Dataset items:
════════════════

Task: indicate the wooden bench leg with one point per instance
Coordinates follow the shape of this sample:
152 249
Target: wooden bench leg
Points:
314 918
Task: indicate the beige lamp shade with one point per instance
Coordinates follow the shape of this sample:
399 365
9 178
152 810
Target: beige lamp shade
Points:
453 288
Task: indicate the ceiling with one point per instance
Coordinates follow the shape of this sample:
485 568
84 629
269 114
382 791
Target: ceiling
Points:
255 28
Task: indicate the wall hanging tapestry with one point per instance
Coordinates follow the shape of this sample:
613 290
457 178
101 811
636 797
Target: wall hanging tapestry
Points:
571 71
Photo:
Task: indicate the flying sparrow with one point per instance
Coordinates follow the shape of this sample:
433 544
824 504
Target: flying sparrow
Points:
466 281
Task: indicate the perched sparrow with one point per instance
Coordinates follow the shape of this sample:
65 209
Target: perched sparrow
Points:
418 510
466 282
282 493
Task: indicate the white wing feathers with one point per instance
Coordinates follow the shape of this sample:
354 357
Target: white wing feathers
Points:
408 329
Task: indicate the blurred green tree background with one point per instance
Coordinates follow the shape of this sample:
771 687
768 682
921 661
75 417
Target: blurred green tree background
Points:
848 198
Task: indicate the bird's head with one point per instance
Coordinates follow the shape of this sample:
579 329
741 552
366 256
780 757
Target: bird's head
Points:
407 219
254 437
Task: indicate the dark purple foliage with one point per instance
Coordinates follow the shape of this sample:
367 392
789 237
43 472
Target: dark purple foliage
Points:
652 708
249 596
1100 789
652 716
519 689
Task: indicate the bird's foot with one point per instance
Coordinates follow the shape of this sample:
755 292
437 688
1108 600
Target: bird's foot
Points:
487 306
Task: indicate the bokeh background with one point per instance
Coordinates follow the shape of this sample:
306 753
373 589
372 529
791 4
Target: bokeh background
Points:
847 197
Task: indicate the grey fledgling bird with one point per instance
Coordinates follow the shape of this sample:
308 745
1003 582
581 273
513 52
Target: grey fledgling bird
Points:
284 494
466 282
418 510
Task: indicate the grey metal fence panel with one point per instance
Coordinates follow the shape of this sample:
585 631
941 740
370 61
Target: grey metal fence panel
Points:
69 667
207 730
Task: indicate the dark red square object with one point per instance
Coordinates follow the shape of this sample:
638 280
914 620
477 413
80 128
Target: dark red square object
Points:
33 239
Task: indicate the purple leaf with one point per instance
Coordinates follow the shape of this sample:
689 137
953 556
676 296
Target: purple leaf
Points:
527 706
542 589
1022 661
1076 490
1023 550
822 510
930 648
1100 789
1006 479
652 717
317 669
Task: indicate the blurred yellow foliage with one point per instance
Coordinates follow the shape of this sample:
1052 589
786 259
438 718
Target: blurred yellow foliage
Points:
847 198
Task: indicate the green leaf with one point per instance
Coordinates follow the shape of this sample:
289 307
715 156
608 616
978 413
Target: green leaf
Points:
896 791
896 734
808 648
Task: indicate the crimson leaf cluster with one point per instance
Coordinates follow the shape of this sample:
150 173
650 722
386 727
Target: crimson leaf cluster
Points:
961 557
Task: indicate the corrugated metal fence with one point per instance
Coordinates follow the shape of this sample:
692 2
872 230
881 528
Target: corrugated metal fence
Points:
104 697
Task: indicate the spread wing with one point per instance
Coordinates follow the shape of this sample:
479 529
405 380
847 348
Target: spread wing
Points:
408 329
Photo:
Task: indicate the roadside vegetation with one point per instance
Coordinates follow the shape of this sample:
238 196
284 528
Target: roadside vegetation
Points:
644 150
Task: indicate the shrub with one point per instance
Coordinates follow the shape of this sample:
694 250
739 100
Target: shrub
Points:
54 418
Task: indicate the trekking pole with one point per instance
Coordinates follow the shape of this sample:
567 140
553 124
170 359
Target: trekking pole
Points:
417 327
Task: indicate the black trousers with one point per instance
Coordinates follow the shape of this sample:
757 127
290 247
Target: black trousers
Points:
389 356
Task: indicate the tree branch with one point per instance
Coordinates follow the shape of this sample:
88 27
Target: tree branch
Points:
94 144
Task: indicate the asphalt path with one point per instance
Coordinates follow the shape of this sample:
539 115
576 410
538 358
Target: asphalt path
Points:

════════════════

Print all of the entries exactly as they appear.

▸ Full solution:
Task: indicate the wooden bench leg with one point per instance
Coordinates follow the shape of this sample:
152 249
Target: wooden bench leg
Points:
314 918
Task: indicate the beige lamp shade with one point per instance
Coordinates follow the shape of this sample:
399 365
9 178
152 810
Target: beige lamp shade
Points:
453 288
Task: indicate the ceiling with one point per instance
Coordinates follow the shape of this sample:
485 568
84 629
269 114
382 791
Target: ceiling
Points:
255 28
Task: indicate the wall hanging tapestry with one point per instance
Coordinates follow the shape of this sample:
613 290
457 178
101 811
636 797
Target: wall hanging tapestry
Points:
571 71
Photo:
Task: indicate the flying sparrow with one point per instance
Coordinates follow the shape of this sample:
433 544
824 504
Target: flying sparrow
Points:
466 281
Task: indicate the perched sparrow with one point per instance
Coordinates follow the shape of this sample:
65 209
Target: perched sparrow
Points:
418 510
466 282
282 493
Task: indicate the white wing feathers with one point per instance
Coordinates follow the shape of this sample:
354 357
Target: white wing feathers
Points:
408 329
Task: indicate the blurred green tree background with one point per instance
Coordinates follow the shape of this sample:
771 687
768 682
921 661
75 417
Target: blurred green tree background
Points:
848 198
Task: indicate the bird's head with one point per instance
Coordinates follow the shape of this sample:
579 329
741 552
366 256
780 757
Target: bird's head
Points:
407 219
254 437
Task: indicate the dark purple foliage with one point per instance
Coordinates follow the shape of this sample:
367 392
789 237
43 472
Target: dark purple foliage
Points:
652 708
249 596
1100 789
652 716
519 689
Task: indicate the bird's foot with one point per instance
Coordinates follow the shape of this sample:
755 292
437 688
1108 600
Target: bird's foot
Points:
487 306
Task: indicate the bokeh background with one point per instance
Coordinates follow the shape of this sample:
306 753
373 589
372 529
791 4
Target: bokeh background
Points:
847 197
Task: indicate the grey fledgling bird with one point per instance
Coordinates follow the shape of this sample:
308 745
1003 582
581 273
513 52
Target: grey fledgling bird
Points:
284 494
466 282
418 510
Task: indicate the grey metal fence panel with one point per instance
Coordinates follow the shape of this sample:
585 631
941 740
370 61
Target: grey metal fence panel
Points:
69 667
207 730
Task: indicate the dark red square object with one point per instance
Coordinates follow the shape of this sample:
638 280
914 620
477 413
80 128
Target: dark red square object
Points:
33 239
Task: indicate the purple leaf with one point per instance
Coordinates follow the shape of this sample:
689 137
953 556
676 296
Target: purple leaf
Points:
527 706
542 589
1022 661
1076 490
1023 550
822 510
930 648
1100 789
1006 479
652 717
317 669
Task: indicate the blurred yellow foliage with one point per instance
Coordinates follow the shape of this sample:
1052 589
786 259
438 718
Target: blurred yellow foliage
Points:
847 198
Task: indicate the green leaf with one point per instance
Coordinates follow the shape of this sample:
289 307
715 156
608 616
978 413
Target: green leaf
Points:
896 791
896 734
808 648
Task: indicate the crimson leaf cluster with one point per instance
Coordinates follow the shape of this sample:
150 173
650 722
386 727
Target: crimson leaf cluster
Points:
961 557
Task: indicate the corrugated metal fence with one point per instance
Coordinates follow the shape of this sample:
692 2
872 230
881 528
Target: corrugated metal fence
Points:
104 697
Task: indicate the spread wing with one point per instance
Coordinates follow the shape of this sample:
479 529
405 380
847 348
Target: spread wing
Points:
408 329
Photo:
Task: indicate the roadside vegetation with one point per instance
Coordinates follow the shape of this sample:
238 196
284 528
Target: roadside vegetation
Points:
644 150
Task: indicate the shrub with one point per instance
Coordinates follow the shape of this sample:
694 250
739 100
Target: shrub
Points:
54 418
Task: indicate the trekking pole with one point per instance
Coordinates follow the shape of this sample:
567 140
553 124
170 359
Target: trekking pole
Points:
417 327
Task: indicate the black trousers with one point per instance
Coordinates follow the shape of this sample:
757 127
290 247
Target: black trousers
Points:
389 356
Task: indicate the tree branch with one point per instance
Coordinates follow the shape of this sample:
88 27
Target: tree branch
Points:
94 144
Task: indicate the asphalt path with one point per instance
Coordinates follow the shape of this sample:
539 115
576 410
538 358
Target: asphalt path
Points:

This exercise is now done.